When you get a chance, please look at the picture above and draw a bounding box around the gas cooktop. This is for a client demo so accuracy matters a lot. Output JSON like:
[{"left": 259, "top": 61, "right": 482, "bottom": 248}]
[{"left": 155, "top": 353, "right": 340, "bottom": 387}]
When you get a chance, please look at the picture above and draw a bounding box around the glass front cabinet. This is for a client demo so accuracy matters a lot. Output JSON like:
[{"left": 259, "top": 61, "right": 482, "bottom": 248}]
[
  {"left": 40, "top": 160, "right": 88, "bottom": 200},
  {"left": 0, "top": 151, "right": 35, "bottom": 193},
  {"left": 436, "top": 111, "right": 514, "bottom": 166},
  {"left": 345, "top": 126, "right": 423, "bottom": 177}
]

________

TRY IT:
Type out the records again exactly, line for line.

ANSWER TO THE EXERCISE:
When you get a chance, please look at the picture above and draw a bounding box around the gas cooktop. This is for a client demo so accuracy matters a lot. Output JSON like:
[{"left": 259, "top": 61, "right": 482, "bottom": 248}]
[{"left": 155, "top": 353, "right": 340, "bottom": 387}]
When you get a chance, please look at the picture above and draw a bounding box around the glass front cabinet. This is for a client demo so accuracy matters a lot. Output JSON like:
[{"left": 259, "top": 61, "right": 482, "bottom": 248}]
[
  {"left": 40, "top": 160, "right": 88, "bottom": 200},
  {"left": 0, "top": 151, "right": 35, "bottom": 193},
  {"left": 436, "top": 111, "right": 514, "bottom": 166},
  {"left": 345, "top": 126, "right": 423, "bottom": 177}
]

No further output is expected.